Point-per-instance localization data
[Start of Attachment]
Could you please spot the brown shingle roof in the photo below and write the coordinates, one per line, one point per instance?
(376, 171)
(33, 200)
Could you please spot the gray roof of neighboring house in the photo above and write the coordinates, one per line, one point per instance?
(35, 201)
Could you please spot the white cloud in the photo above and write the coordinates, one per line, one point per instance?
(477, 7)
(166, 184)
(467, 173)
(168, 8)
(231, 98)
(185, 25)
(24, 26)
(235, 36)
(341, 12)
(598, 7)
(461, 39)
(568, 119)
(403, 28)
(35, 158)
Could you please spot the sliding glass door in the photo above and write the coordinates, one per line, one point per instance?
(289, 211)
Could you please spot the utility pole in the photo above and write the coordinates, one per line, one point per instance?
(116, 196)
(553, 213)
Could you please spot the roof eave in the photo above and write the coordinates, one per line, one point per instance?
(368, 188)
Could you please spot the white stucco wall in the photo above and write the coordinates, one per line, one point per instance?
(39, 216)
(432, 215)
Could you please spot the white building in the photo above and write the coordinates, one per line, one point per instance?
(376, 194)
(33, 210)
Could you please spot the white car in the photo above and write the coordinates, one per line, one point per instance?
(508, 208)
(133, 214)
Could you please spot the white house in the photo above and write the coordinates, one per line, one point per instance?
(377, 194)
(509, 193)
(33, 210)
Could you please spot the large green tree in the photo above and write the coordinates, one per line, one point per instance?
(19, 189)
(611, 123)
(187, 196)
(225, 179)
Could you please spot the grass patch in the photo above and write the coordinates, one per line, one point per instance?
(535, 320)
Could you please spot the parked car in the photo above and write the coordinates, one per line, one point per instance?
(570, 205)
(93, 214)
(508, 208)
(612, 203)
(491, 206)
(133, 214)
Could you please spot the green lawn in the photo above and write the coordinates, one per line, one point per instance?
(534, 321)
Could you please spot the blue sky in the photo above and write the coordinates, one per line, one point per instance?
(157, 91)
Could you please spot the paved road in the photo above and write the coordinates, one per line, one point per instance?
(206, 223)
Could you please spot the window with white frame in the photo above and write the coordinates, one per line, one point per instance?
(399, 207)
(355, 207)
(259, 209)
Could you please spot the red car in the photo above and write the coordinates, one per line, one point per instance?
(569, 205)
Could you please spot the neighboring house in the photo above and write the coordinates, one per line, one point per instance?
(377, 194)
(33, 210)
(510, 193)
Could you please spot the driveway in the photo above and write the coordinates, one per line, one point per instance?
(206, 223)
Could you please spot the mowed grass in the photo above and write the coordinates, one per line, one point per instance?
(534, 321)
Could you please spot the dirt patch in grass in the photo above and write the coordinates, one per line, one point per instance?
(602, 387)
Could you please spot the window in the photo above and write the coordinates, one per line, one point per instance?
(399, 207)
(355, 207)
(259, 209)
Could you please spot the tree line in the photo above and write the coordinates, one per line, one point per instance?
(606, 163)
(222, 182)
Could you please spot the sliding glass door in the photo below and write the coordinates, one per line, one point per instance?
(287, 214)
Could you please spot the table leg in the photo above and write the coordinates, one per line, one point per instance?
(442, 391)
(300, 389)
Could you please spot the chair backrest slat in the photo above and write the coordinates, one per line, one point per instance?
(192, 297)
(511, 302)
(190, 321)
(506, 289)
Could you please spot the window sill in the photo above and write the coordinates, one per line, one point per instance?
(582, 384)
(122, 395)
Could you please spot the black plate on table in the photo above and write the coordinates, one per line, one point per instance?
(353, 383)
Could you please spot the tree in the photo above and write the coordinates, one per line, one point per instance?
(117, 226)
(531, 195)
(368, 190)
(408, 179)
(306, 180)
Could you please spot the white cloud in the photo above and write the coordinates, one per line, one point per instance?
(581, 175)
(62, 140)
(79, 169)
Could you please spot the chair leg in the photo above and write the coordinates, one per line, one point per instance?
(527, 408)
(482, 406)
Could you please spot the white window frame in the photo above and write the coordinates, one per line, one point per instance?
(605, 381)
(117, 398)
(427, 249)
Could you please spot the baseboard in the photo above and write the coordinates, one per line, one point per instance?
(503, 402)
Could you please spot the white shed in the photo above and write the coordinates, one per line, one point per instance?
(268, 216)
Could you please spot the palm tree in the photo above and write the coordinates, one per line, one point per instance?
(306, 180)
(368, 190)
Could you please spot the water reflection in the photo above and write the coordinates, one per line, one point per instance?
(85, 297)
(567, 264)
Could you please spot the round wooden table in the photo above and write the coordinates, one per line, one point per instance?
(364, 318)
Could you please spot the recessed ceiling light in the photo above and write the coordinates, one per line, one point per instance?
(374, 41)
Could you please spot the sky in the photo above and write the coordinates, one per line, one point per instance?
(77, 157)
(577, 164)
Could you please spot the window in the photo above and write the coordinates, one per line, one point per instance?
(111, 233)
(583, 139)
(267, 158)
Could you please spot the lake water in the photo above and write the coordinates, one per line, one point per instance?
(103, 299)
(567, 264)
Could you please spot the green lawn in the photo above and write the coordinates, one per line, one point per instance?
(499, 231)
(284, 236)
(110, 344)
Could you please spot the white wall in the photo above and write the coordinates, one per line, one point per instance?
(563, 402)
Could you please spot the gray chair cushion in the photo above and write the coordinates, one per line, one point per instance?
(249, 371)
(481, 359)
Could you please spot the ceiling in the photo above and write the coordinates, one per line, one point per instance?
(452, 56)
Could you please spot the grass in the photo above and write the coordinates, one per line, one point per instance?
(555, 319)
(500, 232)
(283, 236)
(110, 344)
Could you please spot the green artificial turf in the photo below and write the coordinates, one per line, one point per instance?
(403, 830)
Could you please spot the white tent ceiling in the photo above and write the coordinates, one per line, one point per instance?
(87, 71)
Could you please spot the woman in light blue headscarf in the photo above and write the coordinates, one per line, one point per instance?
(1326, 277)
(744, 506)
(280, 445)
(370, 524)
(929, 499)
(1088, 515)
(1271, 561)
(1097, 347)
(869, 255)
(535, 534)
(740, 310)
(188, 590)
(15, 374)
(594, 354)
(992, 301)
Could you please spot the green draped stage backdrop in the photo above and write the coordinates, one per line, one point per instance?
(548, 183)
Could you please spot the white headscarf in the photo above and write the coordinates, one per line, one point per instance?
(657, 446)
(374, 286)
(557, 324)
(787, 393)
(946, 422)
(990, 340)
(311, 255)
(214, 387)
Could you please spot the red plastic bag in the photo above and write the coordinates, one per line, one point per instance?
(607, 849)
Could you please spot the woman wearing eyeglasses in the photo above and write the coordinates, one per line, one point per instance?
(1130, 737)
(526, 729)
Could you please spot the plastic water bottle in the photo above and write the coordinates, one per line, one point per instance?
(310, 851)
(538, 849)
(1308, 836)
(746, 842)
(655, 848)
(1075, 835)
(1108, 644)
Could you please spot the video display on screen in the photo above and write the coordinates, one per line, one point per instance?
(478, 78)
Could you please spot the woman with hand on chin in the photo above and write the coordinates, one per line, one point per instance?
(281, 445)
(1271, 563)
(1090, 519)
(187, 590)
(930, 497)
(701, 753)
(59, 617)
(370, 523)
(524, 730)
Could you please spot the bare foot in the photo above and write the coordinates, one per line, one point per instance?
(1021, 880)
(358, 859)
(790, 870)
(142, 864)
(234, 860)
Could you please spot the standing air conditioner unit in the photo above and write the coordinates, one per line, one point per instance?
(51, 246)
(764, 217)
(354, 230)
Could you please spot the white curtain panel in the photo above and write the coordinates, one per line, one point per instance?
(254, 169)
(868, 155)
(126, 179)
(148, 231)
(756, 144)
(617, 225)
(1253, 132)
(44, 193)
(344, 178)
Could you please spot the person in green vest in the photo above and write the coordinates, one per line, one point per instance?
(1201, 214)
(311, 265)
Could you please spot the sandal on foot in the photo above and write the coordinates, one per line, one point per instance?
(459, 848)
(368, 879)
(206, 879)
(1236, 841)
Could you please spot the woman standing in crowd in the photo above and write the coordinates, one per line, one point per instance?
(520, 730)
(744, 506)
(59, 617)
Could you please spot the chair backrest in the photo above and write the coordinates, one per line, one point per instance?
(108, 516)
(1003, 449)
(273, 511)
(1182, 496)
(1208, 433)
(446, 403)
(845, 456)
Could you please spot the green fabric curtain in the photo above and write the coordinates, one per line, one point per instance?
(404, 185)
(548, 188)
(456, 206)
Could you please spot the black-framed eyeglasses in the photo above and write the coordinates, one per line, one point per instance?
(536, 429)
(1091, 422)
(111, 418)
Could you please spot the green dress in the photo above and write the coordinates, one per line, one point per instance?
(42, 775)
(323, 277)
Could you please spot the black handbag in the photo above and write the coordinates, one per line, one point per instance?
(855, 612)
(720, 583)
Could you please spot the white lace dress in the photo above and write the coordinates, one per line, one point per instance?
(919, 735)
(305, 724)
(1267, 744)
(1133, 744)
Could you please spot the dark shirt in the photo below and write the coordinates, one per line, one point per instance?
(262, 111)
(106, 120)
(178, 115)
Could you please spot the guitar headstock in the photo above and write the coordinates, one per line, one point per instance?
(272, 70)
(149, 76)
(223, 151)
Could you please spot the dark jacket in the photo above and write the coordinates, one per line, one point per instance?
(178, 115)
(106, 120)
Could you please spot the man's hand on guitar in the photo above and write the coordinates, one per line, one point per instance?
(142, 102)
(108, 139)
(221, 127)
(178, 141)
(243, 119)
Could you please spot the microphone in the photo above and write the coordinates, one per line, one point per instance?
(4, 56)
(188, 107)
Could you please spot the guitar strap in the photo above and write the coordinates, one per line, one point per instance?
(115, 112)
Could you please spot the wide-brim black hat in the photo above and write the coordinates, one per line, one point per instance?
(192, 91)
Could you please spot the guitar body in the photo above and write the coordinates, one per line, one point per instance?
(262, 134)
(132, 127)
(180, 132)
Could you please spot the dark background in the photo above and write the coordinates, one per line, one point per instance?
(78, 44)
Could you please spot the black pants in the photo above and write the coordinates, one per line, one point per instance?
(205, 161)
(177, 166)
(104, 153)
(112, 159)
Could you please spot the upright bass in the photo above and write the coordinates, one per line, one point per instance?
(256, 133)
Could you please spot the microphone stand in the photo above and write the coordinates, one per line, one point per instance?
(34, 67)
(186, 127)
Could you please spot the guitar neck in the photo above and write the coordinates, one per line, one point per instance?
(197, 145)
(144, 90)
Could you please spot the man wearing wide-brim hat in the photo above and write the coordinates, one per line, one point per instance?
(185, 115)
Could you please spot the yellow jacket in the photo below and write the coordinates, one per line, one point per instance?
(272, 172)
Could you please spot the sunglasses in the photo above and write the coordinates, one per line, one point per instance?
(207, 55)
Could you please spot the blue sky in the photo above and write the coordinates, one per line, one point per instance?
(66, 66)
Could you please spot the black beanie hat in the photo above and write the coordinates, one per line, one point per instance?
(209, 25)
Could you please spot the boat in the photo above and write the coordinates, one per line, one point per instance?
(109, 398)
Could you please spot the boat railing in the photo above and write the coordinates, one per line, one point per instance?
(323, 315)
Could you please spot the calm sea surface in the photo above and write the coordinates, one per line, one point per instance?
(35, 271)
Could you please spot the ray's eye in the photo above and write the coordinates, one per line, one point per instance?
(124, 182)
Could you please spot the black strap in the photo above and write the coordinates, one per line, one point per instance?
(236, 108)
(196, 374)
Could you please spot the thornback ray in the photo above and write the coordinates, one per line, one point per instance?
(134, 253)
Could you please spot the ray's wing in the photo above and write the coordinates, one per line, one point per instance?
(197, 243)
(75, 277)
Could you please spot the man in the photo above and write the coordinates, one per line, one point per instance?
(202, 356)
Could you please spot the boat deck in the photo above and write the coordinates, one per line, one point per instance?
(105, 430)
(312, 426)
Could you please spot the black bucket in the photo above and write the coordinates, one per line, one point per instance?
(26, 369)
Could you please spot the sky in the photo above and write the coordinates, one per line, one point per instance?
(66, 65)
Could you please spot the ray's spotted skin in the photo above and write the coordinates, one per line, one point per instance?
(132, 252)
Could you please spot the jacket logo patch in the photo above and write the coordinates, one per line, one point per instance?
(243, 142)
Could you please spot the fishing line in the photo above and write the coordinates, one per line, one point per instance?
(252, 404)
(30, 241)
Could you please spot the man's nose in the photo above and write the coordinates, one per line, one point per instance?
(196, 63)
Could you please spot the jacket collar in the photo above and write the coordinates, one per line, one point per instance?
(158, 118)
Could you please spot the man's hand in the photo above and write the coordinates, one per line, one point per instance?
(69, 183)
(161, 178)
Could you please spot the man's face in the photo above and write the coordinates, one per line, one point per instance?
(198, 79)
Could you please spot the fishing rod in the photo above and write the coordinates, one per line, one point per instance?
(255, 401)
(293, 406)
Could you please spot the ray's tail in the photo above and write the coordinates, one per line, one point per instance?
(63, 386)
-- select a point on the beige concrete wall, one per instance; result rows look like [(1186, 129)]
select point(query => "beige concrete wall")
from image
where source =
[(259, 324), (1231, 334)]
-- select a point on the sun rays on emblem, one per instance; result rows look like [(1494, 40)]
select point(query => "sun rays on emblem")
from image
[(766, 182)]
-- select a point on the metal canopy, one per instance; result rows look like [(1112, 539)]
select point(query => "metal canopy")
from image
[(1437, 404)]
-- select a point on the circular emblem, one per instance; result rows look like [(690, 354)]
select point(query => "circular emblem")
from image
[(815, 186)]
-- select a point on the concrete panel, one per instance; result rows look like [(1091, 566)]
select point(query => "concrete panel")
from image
[End of Attachment]
The task: Wherever a line in the entries holds "beige", copy that line.

Task solution:
-- select a point on the beige concrete wall, one per instance; result rows look like [(1186, 129)]
select point(query => "beige concrete wall")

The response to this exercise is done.